__Problem statement__. How many lines in the records below contain the string "blue"? Case counts. Reply with the number only.

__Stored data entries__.
-- -- --

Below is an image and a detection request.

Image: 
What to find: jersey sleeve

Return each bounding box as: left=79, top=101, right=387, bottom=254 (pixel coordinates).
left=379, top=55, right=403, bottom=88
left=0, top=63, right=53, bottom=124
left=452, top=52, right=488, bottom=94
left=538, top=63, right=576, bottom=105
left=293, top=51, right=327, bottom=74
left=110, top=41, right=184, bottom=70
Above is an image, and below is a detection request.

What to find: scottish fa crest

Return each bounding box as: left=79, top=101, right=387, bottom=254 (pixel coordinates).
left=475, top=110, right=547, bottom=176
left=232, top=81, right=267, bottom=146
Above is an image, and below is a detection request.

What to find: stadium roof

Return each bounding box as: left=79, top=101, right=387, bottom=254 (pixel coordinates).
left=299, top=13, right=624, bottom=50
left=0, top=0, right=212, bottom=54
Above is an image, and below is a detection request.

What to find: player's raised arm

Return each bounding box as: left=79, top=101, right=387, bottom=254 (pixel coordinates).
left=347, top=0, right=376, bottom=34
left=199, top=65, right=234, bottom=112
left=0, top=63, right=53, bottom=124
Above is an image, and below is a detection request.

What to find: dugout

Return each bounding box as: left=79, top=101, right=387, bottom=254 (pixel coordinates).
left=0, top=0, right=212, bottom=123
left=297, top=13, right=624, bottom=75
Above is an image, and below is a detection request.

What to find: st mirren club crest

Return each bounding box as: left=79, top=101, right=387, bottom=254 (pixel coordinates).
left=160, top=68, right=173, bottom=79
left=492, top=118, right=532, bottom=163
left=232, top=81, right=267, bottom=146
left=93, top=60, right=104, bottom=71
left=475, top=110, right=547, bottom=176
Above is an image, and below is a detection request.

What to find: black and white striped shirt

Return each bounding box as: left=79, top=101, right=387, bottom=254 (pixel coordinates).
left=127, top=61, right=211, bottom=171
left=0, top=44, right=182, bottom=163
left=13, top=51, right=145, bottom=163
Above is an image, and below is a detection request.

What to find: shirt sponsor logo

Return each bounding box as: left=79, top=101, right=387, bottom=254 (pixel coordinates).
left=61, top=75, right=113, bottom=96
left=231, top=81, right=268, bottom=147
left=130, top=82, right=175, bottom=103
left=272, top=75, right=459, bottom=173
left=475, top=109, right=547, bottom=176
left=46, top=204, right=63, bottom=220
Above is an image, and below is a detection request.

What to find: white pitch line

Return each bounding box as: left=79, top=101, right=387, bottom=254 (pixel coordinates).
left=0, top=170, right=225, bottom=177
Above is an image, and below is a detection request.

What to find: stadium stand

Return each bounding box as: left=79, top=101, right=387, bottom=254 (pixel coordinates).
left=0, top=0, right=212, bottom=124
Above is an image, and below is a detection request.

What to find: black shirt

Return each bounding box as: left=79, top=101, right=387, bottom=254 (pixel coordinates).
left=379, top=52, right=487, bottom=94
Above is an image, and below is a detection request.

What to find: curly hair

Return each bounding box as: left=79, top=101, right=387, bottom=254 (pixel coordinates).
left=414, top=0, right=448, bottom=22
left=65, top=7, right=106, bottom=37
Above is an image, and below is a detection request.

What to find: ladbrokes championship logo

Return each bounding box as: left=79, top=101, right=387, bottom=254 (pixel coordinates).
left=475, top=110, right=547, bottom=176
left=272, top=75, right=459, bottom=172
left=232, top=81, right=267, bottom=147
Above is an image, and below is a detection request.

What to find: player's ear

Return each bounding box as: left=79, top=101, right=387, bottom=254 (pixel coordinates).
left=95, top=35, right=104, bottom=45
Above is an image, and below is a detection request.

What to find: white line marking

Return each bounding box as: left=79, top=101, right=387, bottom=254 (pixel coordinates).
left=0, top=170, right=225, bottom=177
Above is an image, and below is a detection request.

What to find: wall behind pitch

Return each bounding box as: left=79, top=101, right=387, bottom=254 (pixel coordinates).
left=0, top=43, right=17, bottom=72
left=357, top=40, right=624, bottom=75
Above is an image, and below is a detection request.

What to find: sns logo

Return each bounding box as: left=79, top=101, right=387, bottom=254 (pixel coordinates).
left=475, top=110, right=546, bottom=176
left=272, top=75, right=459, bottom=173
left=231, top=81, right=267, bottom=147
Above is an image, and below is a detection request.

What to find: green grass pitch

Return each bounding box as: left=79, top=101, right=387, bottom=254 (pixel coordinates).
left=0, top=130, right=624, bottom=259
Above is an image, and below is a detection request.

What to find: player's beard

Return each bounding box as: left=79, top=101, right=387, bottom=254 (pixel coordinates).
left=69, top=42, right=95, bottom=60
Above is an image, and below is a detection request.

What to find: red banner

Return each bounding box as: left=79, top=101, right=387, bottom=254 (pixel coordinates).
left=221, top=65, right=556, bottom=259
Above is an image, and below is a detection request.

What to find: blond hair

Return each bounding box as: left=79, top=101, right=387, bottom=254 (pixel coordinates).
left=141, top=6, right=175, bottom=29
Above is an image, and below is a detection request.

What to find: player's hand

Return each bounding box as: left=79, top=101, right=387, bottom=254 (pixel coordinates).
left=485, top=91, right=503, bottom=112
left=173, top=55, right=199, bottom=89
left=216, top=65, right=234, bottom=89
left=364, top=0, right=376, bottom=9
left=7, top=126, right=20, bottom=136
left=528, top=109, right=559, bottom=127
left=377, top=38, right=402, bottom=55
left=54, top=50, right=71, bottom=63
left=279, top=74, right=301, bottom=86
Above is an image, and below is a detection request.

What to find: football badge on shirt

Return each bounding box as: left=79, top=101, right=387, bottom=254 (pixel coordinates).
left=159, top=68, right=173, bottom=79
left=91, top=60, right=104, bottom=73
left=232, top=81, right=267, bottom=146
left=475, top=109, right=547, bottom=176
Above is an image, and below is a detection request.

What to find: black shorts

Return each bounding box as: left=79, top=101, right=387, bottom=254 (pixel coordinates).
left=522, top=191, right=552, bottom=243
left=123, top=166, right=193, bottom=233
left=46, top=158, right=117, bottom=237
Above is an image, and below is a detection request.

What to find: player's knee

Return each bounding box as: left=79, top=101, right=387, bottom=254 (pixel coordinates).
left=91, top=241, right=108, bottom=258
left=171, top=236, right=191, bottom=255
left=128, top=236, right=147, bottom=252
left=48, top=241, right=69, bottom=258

-- -- --

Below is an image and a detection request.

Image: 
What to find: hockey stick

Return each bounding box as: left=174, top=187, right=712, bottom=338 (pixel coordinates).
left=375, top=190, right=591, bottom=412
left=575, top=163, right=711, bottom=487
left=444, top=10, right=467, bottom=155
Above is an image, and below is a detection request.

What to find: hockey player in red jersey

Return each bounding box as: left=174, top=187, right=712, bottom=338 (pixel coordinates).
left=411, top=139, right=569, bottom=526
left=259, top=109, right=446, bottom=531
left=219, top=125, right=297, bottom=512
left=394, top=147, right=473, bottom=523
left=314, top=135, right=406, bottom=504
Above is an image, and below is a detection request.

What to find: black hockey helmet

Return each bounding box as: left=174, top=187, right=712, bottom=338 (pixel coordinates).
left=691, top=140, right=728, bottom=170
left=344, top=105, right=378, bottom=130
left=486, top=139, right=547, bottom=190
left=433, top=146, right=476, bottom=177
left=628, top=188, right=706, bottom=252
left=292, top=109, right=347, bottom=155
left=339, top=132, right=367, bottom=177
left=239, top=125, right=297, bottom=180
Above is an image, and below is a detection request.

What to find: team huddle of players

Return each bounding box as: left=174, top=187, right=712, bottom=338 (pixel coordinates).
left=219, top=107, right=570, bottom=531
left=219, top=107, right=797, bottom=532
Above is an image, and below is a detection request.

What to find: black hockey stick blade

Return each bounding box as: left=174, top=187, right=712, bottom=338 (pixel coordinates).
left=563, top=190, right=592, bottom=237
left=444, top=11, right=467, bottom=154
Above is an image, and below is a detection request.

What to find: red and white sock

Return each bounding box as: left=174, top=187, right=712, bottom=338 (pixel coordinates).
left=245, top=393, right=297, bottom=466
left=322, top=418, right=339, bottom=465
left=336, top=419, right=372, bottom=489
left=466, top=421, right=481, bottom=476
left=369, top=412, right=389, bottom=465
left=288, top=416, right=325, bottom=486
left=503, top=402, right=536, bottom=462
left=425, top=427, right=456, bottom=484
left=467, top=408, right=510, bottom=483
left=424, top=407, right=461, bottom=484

-- -- --

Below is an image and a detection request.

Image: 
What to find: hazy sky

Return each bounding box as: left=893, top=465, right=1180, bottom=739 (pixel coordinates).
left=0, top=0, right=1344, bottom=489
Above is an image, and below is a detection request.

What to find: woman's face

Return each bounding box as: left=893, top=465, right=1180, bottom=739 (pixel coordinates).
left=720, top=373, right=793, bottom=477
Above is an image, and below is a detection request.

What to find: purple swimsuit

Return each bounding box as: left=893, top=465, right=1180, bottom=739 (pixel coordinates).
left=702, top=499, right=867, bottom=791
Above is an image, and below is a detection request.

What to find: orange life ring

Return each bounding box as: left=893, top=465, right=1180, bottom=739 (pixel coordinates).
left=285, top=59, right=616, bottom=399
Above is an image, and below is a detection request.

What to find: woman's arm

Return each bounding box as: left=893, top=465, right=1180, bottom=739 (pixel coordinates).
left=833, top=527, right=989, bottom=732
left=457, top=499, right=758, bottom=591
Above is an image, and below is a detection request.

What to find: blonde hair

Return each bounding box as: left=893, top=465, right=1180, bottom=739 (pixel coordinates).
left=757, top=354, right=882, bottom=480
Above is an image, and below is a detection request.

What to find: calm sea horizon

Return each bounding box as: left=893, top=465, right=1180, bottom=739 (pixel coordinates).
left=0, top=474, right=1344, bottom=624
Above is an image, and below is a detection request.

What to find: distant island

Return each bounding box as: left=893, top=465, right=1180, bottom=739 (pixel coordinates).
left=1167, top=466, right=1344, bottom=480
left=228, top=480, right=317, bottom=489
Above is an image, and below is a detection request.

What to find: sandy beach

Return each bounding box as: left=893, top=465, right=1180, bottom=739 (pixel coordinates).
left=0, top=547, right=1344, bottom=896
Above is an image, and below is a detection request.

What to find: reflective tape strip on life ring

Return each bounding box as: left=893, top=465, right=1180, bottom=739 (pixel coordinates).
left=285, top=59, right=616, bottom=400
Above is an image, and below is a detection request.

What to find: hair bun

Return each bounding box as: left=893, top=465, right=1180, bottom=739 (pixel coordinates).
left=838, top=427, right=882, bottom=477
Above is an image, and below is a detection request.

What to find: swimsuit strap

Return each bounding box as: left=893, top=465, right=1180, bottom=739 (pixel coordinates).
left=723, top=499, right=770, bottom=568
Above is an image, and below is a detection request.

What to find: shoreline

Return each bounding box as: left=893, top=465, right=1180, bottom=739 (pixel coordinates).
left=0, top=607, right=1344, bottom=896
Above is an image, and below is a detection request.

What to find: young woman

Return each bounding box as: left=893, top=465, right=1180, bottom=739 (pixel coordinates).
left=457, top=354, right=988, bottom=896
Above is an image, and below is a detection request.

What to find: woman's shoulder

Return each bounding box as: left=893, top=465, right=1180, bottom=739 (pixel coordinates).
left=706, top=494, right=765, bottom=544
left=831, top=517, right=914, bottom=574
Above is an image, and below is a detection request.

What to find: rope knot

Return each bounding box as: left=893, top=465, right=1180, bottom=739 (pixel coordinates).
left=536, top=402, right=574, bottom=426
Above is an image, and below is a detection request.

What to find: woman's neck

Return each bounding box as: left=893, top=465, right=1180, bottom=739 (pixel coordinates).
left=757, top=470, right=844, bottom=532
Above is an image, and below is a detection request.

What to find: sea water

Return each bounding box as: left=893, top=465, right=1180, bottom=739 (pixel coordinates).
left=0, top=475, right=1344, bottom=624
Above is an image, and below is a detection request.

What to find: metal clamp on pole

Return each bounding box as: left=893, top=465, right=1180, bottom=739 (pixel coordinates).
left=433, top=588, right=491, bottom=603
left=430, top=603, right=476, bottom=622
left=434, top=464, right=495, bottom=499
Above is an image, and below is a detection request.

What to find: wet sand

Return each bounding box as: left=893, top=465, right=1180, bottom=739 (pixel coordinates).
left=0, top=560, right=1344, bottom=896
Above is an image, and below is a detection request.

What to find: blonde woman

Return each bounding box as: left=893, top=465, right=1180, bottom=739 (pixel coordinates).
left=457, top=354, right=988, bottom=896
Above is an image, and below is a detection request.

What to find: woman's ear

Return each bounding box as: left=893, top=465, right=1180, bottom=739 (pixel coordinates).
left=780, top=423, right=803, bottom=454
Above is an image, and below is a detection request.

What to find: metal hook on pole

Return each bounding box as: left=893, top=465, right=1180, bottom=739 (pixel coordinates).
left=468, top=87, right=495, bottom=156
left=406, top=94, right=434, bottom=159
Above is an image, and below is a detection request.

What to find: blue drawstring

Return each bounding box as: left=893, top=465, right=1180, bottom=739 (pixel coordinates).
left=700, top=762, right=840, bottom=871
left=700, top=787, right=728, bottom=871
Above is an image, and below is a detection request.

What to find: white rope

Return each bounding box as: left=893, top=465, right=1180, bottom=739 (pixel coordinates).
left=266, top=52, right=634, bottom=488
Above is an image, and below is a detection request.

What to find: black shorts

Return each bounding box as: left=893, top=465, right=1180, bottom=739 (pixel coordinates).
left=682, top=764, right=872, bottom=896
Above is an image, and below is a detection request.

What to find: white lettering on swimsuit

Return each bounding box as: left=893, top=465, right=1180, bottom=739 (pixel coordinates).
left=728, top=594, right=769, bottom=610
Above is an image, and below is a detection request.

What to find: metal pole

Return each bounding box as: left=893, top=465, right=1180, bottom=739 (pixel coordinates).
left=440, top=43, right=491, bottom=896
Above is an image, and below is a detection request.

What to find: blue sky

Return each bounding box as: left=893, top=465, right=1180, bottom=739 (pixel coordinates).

-- -- --

__Solution__. 2